_DOCUMENT TEXT:_
Solr: Using docid within same Seacher to boost performance


We all know that docid in Lucene/Solr is volatile, it may change when we remove some docs and solr merges segments.

For example:
We add 3 docs: doc0, doc1, doc2
http://localhost:12345/solr/update?stream.body=<add><doc><field name="id">doc0</field></doc><doc><field name="id">doc1</field></doc><doc><field name="id">doc1</field></doc></add>&commit=true
Their docid would be like: doc0:0, doc1:1,  doc2:2

Then we delete doc0, and commit it with expungeDeletes=true(meger deletes will also happen when merge segements)
http://localhost:12345/solr/update?stream.body=<delete><query>id:0</query></delete>&commit=true&expungeDeletes=true

Now, their docid would be changed: doc1:0, doc2:1

But in following request handler, whether the docid will be changed during the 2 queries?

_STATED GOAL 1:_
Count the lines in the rows below that contain the word "bale", and give only the number.

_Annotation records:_
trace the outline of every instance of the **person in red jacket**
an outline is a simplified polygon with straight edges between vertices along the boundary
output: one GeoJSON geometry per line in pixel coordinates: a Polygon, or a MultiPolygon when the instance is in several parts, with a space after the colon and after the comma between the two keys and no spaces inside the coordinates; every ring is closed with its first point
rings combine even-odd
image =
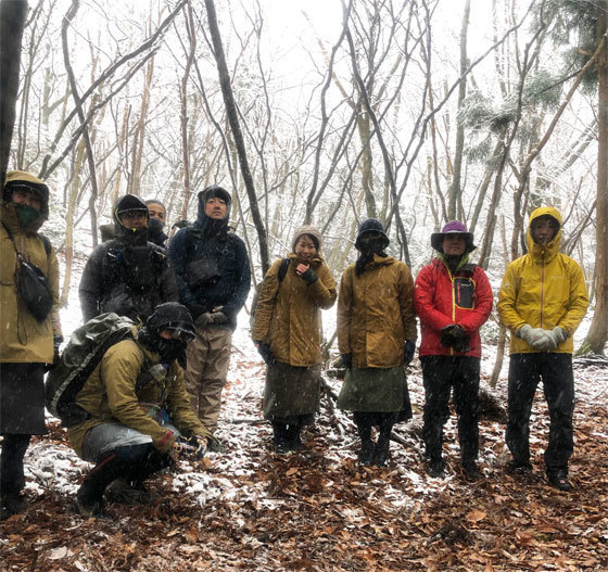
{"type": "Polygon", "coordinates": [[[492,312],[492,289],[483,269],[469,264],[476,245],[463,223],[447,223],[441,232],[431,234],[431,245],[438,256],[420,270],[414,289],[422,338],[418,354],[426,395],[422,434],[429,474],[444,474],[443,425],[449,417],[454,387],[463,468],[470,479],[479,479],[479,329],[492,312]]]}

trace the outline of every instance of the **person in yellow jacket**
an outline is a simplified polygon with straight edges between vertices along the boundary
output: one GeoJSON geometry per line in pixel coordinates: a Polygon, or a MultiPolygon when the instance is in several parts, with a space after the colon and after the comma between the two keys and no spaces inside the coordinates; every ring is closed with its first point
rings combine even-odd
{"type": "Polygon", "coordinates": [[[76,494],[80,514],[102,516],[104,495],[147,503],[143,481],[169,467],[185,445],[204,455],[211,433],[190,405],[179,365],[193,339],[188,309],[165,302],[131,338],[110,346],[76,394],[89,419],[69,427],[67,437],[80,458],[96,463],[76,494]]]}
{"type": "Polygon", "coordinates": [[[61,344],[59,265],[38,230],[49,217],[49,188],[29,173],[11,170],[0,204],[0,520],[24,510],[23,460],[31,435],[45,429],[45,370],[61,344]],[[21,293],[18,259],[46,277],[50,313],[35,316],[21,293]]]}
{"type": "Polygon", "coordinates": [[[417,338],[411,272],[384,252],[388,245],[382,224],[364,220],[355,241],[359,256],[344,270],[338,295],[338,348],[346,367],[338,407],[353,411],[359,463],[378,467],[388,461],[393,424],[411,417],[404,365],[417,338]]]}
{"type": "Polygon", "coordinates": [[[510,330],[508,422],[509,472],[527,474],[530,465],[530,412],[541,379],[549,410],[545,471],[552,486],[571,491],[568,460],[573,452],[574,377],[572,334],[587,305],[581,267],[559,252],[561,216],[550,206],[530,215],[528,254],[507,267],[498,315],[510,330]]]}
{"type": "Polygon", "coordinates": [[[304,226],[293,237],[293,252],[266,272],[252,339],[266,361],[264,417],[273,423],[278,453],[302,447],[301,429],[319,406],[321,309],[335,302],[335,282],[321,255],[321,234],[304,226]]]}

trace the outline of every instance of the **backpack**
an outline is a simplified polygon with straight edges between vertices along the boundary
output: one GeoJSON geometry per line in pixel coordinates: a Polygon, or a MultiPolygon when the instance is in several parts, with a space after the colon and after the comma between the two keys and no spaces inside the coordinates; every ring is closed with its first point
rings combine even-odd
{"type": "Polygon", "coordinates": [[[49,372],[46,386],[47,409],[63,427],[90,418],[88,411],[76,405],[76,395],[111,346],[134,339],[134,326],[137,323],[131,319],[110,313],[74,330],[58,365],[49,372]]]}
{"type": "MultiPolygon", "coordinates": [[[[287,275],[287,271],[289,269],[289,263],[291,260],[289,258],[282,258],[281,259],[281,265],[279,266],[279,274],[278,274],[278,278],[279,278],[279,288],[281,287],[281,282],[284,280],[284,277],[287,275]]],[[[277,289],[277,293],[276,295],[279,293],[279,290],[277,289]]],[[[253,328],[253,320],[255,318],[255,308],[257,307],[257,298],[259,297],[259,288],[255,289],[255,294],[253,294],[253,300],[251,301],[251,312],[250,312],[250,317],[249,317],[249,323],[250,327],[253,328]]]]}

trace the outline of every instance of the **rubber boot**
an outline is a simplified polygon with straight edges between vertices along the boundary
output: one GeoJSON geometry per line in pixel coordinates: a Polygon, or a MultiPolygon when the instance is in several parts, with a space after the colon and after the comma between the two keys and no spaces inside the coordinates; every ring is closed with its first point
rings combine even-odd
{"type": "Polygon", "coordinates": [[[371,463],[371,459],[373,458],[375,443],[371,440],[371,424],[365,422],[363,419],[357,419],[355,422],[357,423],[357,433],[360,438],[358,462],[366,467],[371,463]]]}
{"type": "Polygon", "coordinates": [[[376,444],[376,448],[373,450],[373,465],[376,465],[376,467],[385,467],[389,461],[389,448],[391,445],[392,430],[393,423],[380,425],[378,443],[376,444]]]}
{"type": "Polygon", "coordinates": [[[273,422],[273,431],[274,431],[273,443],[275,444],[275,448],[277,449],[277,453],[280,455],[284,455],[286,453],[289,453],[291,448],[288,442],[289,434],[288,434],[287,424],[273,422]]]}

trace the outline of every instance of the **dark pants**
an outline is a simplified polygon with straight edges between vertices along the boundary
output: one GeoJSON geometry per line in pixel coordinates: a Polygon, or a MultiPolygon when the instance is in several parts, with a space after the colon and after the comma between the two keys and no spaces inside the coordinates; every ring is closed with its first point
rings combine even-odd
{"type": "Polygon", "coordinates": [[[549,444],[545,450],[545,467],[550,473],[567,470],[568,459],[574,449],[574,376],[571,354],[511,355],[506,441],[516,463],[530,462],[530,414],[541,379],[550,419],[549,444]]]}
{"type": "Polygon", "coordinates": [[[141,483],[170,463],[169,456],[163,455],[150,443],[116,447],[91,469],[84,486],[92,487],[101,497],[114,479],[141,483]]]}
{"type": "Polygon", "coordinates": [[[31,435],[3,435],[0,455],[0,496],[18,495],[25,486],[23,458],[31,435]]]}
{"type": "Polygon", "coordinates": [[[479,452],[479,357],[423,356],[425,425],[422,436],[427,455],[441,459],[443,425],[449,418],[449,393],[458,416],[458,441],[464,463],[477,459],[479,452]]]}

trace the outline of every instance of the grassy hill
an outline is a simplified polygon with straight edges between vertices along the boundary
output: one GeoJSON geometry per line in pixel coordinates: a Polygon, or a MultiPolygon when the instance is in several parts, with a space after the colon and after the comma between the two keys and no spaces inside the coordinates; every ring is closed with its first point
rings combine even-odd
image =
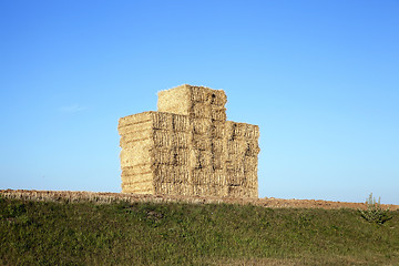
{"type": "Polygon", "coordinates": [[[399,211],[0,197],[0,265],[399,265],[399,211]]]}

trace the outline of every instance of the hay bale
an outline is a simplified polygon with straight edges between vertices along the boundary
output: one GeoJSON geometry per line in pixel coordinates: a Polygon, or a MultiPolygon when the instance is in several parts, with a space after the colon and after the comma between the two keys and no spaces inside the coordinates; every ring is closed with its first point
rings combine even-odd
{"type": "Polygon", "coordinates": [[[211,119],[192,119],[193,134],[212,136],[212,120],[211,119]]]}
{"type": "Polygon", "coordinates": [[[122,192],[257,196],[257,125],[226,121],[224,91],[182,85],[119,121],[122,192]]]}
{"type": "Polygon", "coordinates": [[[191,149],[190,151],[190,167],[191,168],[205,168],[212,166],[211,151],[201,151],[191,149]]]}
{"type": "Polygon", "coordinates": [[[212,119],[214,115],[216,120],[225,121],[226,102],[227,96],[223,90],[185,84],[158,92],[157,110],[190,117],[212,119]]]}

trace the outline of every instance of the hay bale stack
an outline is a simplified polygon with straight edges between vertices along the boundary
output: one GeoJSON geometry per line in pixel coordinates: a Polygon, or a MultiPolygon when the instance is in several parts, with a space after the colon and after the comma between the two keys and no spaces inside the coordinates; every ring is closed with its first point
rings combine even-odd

--

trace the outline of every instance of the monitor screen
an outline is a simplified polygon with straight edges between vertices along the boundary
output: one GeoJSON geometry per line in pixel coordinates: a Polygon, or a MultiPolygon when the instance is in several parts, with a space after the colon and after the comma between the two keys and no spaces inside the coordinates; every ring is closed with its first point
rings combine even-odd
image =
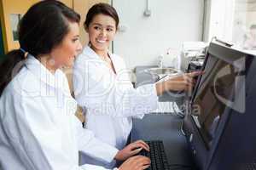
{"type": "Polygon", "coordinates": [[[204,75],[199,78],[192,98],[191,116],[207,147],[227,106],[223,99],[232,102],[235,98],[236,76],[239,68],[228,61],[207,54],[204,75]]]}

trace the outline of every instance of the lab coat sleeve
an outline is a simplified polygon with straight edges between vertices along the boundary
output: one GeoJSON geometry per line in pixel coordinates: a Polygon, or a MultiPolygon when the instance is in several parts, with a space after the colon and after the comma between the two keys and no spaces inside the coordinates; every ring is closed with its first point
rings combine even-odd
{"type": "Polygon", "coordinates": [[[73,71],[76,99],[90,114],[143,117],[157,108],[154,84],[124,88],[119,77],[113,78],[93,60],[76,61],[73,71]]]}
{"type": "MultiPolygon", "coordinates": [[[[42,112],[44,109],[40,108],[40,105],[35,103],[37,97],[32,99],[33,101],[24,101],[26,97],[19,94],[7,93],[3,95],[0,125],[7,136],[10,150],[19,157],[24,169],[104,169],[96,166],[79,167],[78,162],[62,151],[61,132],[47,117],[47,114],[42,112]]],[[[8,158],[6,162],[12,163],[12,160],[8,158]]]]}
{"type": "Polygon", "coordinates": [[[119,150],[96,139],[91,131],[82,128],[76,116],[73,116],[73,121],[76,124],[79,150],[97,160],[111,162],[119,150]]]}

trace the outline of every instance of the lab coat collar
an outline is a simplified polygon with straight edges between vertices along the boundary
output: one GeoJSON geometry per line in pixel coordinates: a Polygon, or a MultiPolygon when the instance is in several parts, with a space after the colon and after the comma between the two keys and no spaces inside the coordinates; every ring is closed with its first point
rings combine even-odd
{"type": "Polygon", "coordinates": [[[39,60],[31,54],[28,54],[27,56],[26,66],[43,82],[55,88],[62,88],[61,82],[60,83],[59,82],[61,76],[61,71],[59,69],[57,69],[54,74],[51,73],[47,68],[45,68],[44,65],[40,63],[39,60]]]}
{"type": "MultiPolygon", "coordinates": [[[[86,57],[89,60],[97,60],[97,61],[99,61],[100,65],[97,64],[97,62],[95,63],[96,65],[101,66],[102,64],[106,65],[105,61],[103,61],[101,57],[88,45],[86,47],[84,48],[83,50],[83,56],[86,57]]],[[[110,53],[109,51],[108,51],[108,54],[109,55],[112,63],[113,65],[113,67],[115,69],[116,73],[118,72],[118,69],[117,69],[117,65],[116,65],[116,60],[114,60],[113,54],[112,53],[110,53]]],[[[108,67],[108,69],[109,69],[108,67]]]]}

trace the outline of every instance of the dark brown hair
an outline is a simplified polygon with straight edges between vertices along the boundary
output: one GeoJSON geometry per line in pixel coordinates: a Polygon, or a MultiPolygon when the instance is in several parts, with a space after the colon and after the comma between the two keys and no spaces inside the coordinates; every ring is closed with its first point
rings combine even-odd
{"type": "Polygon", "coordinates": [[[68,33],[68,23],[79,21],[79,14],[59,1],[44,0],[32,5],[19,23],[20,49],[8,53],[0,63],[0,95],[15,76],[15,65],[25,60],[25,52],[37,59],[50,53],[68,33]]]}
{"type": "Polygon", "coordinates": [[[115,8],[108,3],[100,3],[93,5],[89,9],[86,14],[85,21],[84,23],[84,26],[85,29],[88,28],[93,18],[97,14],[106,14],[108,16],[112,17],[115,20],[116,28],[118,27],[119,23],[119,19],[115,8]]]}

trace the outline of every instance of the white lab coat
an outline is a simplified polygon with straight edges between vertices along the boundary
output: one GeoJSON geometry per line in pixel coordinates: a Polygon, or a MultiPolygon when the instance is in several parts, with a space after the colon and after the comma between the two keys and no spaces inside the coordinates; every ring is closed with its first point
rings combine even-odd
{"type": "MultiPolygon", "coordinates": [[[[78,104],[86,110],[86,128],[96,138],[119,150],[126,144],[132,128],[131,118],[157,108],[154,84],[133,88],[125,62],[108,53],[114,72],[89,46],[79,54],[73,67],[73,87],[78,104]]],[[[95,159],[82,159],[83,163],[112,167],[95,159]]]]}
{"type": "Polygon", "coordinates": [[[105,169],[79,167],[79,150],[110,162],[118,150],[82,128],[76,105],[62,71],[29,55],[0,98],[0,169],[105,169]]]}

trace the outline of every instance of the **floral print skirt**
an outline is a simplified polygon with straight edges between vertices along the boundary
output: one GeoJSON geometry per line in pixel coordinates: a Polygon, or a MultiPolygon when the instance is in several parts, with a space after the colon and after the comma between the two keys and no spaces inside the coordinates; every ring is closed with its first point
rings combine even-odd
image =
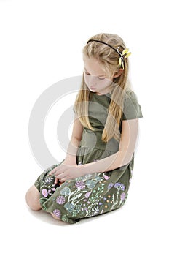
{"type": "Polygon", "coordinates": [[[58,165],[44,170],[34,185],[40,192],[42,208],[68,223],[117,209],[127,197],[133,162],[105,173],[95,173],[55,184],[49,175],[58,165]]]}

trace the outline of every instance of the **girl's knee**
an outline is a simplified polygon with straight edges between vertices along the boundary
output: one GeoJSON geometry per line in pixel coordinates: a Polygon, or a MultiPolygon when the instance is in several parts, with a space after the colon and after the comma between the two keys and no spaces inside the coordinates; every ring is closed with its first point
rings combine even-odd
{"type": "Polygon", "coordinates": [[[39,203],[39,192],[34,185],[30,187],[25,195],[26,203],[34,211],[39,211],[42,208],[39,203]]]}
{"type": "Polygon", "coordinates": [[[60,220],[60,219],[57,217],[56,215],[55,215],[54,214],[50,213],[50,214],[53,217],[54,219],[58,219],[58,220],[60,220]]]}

---

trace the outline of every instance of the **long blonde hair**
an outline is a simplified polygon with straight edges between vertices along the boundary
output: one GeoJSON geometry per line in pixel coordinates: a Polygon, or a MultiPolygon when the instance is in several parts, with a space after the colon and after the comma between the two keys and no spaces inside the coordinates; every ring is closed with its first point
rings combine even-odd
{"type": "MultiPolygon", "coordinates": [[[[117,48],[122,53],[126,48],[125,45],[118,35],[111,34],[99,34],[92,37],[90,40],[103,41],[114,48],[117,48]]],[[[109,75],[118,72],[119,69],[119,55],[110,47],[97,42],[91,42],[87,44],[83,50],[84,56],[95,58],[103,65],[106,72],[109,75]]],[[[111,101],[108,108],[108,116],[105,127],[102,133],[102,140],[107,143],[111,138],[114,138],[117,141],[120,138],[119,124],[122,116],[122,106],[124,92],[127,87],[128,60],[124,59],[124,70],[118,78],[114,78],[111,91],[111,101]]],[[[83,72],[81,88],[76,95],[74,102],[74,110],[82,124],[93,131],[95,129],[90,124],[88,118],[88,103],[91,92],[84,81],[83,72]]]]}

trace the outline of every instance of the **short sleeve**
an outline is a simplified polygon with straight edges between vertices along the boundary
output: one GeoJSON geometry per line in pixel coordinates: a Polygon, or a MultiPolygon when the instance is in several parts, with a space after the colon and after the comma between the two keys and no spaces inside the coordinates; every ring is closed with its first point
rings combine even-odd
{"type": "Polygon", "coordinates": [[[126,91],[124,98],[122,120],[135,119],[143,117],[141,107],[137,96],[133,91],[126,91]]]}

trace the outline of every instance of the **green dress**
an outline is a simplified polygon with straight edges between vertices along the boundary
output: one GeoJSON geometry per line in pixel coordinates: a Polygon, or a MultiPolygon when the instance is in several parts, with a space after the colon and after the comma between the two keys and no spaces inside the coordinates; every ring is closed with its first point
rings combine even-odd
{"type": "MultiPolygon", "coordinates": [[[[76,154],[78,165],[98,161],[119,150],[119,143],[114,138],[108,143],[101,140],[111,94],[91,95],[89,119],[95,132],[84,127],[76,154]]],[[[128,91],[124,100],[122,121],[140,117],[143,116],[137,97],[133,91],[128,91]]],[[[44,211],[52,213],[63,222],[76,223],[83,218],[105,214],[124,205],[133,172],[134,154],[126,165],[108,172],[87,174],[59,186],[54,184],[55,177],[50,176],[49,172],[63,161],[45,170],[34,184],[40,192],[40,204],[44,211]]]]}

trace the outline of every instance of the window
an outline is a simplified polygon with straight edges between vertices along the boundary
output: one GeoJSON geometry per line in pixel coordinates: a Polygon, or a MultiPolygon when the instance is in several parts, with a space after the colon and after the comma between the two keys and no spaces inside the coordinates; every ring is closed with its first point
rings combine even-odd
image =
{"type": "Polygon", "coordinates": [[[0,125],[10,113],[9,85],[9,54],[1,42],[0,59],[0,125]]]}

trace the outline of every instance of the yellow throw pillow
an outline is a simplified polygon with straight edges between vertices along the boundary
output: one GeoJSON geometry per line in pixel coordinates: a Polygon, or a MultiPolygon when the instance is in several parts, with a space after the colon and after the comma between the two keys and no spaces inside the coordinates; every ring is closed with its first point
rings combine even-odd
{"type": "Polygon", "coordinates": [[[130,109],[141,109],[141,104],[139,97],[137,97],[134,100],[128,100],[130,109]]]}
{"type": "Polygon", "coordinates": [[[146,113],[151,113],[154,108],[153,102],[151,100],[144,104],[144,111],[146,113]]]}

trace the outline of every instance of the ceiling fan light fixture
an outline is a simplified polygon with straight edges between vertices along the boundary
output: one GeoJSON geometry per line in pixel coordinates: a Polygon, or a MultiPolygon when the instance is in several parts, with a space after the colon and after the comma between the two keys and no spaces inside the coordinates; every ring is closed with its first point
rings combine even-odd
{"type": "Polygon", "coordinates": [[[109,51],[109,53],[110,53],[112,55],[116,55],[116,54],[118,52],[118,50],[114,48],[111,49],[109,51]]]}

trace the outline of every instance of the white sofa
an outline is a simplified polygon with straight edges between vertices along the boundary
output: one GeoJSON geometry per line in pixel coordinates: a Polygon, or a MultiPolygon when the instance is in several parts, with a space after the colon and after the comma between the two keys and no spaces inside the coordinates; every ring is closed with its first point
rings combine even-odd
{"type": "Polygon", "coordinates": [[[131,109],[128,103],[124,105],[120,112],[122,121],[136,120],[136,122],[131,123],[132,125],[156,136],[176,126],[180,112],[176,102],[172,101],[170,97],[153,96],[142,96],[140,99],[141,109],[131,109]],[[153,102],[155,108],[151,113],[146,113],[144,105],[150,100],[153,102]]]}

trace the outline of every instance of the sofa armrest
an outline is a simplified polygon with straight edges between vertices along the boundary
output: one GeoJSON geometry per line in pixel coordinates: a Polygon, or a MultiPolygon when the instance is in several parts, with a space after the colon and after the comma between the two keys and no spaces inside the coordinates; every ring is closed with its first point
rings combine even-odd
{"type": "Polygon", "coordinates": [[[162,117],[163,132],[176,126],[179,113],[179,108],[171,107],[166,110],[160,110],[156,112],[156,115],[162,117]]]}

_STATED GOAL 2:_
Pick up the Solr docid question above where it stops, and continue writing it.

_TASK RESULT 1:_
2

_TASK RESULT 2:_
public class TestDocIdHandler extends RequestHandlerBase {
  public void handleRequestBody(SolrQueryRequest req, SolrQueryResponse rsp)
      throws Exception {
    int docid = getLookupDocId(req.getSearcher(), "doc1");
    // stop here, and delete doc0:
    // http://localhost:12345/solr/update?stream.body=<delete><query>id:doc0</query></delete>&commit=true&expungeDeletes=true
    // check whether docid is changed
    int newdocid = getLookupDocId(req.getSearcher(), "doc12");
    
    System.out.println(docid == newdocid);
  }
  
  private int getLookupDocId(SolrIndexSearcher searcher, String lookup)
      throws IOException {
    TermQuery tq = new TermQuery(new Term("contentid", lookup));
    TopDocs hits = searcher.search(tq, 1);
    ScoreDoc[] docs = hits.scoreDocs;
    if (docs.length == 1) {
      return docs[0].doc;
    }
    return -1; // not found
  }
}

The answer is no:
The docid would be same, because we are querying using same SolrIndexSearcher: SolrIndexSearcher holds the snapshot of the index(data) at some specific time, it will not reflect the change(add,delete,etc) we made until it's reopened.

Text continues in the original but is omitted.